● Excerpt provided
########################################

A dolphin balances a hoop on its nose
Expedia is cutting ties with all marine parks that offer cetacean performances and interactions. | Alexander DemianchukTASS via Getty Images

Expedia Bans SeaWorld Tickets and Captive Cetacean Experiences

Travel company Expedia will no longer sell tickets to parks like SeaWorld that keep captive cetaceans in tanks and force them to perform.

Expedia has pledged to no longer sell tickets to attractions like SeaWorld with its holiday packages. 

Going forward, the travel company will only offer tickets to accredited seaside sanctuaries that do not offer interactions or performances.

Despite the intense backlash after the Netflix documentary Blackfish—which exposed SeaWorld for exploiting orcas for financial gain, putting its animals and workers at huge risk—the U.S. marine park chain and others like it still offer cetacean experiences for visitors. These include shows and hands-on encounters. 

While marine parks often market these experiences as educational from an animal behavior and sustainability perspective, animal welfare groups maintain that they are nothing more than cruel entertainment. 

The impact of cetacean captivity

Captivity is detrimental to marine animals. An orca, for example, would swim up to 40 miles in the wild, but at SeaWorld, they are effectively living in a bathtub. And research has shown that dolphins in captivity are often stressed, which can lead to stomach ulcers, appetite loss, and an increased chance of disease.

########################################

● Excerpted data
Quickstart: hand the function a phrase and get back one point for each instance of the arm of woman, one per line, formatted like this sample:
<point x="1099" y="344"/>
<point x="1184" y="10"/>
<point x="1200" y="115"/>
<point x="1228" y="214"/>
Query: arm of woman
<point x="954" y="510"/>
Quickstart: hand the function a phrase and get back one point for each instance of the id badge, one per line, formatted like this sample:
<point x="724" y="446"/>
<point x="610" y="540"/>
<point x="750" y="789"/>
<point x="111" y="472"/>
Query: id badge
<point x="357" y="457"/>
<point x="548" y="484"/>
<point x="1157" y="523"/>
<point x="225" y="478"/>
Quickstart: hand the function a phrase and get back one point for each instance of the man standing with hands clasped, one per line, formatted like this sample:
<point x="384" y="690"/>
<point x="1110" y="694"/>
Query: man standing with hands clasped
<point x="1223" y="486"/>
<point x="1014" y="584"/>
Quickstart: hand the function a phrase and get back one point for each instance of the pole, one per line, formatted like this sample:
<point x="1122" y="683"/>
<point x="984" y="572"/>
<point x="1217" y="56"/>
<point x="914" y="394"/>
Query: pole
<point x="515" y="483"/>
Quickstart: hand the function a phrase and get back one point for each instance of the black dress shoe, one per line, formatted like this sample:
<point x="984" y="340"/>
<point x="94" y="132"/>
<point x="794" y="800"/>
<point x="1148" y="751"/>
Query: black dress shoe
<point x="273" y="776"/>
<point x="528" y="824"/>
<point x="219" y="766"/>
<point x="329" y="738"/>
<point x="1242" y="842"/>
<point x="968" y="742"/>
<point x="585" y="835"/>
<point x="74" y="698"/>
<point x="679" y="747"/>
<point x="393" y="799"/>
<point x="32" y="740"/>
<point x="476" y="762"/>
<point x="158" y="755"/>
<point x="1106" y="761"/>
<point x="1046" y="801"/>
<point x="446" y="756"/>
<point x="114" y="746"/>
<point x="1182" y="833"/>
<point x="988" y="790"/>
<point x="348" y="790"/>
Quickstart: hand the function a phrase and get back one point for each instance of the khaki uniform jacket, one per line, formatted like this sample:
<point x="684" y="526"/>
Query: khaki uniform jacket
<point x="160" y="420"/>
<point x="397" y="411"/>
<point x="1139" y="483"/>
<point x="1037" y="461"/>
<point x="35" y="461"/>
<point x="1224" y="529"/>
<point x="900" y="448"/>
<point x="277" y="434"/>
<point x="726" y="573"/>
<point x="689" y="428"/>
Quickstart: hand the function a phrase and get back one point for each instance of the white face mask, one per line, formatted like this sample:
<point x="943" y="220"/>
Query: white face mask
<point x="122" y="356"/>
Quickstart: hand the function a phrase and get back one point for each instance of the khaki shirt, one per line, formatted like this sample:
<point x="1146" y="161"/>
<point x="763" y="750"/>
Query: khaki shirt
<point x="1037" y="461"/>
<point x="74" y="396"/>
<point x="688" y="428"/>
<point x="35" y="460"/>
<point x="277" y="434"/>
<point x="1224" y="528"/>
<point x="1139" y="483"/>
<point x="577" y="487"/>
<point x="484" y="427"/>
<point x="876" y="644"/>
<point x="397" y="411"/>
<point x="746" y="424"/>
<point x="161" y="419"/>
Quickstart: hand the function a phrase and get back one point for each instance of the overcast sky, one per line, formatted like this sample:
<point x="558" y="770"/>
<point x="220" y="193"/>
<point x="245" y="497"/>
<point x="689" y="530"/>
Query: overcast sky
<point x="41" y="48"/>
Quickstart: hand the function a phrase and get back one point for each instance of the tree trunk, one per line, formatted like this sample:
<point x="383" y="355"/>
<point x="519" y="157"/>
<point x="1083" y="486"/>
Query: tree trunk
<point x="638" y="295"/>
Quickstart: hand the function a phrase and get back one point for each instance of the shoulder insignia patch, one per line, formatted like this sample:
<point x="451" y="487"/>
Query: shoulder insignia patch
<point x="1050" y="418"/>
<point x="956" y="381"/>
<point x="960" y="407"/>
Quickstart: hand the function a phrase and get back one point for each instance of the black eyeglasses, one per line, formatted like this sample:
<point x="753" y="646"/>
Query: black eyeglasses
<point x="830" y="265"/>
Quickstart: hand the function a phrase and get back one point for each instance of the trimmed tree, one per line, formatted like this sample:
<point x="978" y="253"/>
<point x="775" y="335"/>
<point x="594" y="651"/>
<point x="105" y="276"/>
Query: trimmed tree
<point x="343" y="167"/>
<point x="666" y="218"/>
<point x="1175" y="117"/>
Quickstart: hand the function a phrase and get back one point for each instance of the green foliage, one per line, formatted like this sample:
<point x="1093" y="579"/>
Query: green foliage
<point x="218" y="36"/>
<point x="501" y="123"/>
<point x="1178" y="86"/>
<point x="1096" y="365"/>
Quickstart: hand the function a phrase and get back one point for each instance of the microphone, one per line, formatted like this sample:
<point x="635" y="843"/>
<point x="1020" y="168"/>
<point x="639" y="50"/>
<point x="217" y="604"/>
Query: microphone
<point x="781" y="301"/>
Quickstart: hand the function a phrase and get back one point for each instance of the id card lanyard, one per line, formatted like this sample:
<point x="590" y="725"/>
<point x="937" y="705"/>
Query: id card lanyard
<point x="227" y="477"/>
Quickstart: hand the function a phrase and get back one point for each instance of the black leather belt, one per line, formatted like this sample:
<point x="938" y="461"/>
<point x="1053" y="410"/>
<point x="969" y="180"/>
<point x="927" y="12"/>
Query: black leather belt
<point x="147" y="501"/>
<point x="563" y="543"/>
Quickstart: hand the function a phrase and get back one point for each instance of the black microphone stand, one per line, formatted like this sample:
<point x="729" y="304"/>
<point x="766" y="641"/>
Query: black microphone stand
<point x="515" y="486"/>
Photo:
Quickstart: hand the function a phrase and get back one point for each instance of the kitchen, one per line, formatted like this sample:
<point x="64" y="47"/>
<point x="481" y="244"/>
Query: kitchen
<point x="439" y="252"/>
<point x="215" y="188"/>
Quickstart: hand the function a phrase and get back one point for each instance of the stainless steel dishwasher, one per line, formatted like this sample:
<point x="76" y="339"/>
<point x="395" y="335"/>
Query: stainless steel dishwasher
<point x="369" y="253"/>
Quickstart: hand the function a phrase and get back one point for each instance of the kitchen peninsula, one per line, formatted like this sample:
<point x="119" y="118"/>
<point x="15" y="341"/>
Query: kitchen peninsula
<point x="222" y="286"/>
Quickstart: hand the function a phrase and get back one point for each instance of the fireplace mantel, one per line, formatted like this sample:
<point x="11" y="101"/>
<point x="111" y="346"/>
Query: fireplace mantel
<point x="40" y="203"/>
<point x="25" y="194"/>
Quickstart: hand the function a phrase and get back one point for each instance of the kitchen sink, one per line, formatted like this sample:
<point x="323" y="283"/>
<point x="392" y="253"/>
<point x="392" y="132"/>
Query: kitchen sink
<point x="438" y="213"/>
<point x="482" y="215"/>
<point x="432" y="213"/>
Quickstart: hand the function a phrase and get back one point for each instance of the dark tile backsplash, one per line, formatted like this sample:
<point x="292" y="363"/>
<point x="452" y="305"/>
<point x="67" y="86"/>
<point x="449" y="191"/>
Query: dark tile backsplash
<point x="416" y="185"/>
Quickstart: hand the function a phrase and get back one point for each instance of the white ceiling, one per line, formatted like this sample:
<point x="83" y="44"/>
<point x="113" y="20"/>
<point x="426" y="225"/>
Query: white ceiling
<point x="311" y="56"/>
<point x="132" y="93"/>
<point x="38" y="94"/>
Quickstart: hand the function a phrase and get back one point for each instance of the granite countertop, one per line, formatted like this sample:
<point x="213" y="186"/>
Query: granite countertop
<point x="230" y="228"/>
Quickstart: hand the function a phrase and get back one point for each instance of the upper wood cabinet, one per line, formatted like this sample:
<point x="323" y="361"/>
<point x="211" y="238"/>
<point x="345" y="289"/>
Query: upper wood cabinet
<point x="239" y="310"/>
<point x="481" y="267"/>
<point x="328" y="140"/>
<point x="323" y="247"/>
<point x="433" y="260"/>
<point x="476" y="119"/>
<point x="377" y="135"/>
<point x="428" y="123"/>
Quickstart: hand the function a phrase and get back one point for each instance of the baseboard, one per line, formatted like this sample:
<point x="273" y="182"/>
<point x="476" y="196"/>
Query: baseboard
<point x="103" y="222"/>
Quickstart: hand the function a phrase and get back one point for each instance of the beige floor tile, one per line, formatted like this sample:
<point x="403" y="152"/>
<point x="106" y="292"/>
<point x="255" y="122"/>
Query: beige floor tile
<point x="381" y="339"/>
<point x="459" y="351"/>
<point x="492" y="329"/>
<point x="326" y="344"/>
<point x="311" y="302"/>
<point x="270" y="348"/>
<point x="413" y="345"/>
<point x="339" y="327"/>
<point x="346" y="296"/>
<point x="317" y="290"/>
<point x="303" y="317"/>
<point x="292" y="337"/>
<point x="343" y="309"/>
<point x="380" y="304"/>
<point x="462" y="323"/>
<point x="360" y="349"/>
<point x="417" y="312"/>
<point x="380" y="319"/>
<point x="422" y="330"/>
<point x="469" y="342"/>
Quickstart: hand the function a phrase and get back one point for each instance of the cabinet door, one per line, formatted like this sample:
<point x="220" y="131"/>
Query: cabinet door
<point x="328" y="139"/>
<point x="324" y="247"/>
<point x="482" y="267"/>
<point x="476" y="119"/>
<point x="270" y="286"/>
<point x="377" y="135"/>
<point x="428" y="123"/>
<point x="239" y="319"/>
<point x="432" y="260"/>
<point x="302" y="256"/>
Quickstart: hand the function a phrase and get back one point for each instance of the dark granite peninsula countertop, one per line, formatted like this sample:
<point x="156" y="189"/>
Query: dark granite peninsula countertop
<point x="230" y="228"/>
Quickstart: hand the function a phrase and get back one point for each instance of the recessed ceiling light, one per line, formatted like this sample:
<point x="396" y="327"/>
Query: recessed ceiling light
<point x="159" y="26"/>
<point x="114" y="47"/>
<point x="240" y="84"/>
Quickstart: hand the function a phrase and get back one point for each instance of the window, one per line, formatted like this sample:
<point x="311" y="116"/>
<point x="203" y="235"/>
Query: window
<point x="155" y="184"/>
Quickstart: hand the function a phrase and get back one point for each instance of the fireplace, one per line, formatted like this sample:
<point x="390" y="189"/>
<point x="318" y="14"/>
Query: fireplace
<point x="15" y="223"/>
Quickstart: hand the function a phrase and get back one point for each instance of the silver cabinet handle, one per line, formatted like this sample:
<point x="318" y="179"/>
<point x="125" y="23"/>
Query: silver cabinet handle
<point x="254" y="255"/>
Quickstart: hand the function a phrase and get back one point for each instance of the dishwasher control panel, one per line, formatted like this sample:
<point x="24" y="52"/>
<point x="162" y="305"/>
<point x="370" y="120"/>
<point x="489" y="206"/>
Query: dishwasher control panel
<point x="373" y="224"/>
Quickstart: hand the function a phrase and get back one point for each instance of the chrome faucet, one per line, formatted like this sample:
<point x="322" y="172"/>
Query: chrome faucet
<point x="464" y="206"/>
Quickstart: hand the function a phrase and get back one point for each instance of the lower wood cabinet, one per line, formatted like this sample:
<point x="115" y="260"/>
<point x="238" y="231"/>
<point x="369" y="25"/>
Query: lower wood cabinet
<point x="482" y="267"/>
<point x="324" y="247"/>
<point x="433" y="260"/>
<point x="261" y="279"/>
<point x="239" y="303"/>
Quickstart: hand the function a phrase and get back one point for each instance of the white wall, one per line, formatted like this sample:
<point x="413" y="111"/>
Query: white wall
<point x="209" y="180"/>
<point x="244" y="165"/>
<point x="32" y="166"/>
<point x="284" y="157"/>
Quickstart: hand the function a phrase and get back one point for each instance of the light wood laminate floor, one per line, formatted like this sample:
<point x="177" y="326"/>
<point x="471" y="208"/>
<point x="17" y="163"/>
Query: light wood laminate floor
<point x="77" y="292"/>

########################################

● Explore the material
1. Answer these questions from the Expedia article above, labeling each answer (a), (b) or (c):
(a) What kind of attraction will Expedia still sell tickets to?
(b) Which Netflix documentary does the article name?
(c) According to the article, up to how many miles would an orca swim in the wild?
2. List every health effect that, according to the Expedia article, stress can lead to in captive dolphins.
3. Extend the article on Expedia's ban of captive cetacean experiences, picking up after its final sentence.

● Answers by item number
1.
(a) Accredited seaside sanctuaries that do not offer interactions or performances.
(b) Blackfish.
(c) Up to 40 miles.

2.
- Stomach ulcers
- Appetite loss
- An increased chance of disease

3.
Claims that capturing and breeding cetaceans is beneficial for conservation are also untrue, says a report by the Humane Society of the United States. 

The animal welfare organization states that most animals bred in marine parks are not at risk in the wild. Bottlenose dolphins, for example, are a major attraction for SeaWorld, but are not classified as threatened or endangered, which means they do not require breeding support from humans. 

Capturing marine animals from the ocean may have a detrimental impact on the environment they leave behind, the report adds. It notes that there has been little research conducted by marine parks to figure out the impact of taking a dolphin from its pod, for example. 

More travel companies are turning their backs on the industry. In 2019, Virgin Holidays cut ties with SeaWorld and attractions like it. Instead, the travel giant pledged to support true conservation efforts and sanctuaries. 

Expedia has stated it will give providers on its site 30 days to comply with the new animal welfare guidelines, or they will face removal.